● **WHAT YOU WILL DO**: Pull out every line in the records below that contains the word "heather", copying each such line in full.

● **RECORDS FOR THIS EXERCISE**:
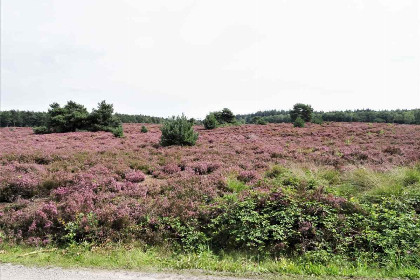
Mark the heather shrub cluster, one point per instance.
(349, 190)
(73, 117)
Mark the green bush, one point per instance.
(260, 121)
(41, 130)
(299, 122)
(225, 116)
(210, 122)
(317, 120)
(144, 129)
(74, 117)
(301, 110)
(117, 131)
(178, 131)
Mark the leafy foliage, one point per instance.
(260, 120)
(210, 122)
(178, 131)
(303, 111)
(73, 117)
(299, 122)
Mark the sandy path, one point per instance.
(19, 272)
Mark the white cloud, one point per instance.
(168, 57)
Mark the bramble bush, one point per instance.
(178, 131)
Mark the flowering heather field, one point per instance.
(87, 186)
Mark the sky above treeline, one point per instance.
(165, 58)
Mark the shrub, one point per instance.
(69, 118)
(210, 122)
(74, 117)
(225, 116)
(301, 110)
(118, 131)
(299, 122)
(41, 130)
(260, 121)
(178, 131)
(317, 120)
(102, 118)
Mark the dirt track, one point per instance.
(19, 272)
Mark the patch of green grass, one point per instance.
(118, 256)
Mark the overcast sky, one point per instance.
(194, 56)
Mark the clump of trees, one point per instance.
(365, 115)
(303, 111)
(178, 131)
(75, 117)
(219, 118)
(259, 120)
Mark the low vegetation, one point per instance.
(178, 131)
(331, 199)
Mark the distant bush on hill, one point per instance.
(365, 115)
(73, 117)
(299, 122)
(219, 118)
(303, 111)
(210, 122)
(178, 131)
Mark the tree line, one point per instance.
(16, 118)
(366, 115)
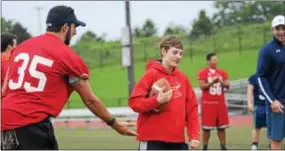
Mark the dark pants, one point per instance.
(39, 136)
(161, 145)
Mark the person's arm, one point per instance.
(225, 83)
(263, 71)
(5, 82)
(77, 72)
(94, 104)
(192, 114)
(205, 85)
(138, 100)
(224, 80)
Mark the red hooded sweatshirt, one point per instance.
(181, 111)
...
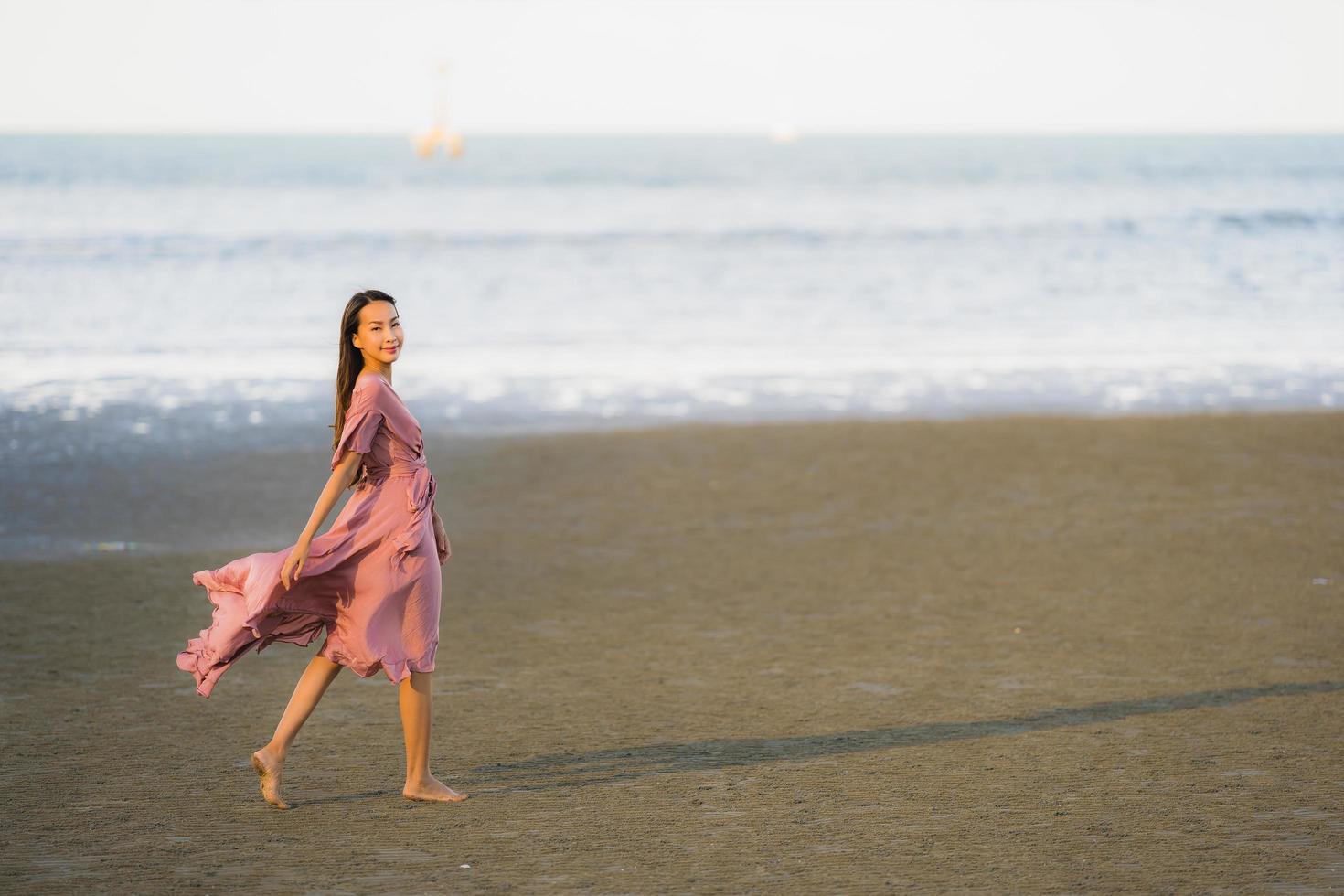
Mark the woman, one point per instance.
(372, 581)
==
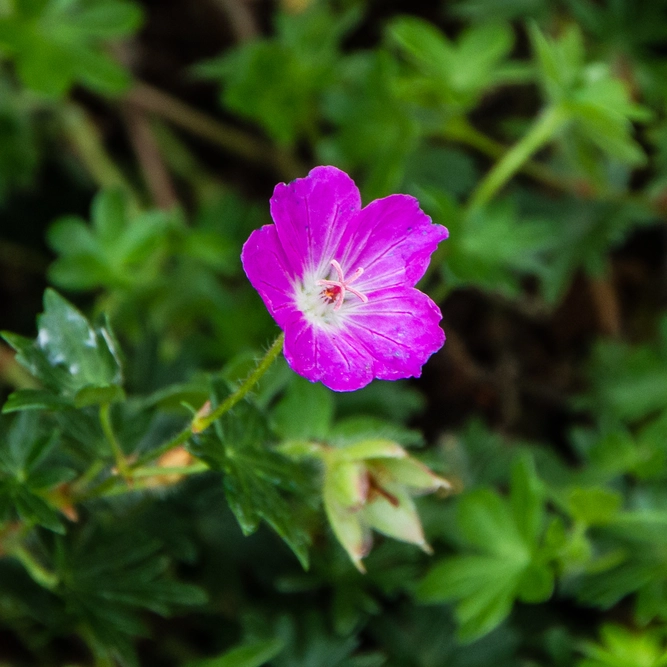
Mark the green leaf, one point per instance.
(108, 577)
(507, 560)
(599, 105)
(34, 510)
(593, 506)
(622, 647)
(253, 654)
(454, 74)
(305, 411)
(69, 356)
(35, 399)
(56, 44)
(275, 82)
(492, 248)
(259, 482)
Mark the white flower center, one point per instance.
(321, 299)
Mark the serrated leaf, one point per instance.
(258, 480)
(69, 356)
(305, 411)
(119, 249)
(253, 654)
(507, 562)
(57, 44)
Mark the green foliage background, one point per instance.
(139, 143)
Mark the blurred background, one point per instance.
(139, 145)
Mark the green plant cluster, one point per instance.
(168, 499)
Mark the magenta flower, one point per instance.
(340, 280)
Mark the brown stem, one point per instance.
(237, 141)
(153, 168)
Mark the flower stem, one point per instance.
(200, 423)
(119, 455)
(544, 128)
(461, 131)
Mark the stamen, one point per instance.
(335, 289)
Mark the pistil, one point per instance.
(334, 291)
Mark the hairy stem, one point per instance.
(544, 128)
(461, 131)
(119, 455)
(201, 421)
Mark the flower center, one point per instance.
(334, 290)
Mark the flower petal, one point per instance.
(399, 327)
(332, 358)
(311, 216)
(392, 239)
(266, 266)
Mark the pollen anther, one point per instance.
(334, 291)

● **CORRECT RESULT**:
Mark the heather shrub cluster, one point per instance.
Mark the flowering heather field, one point per instance.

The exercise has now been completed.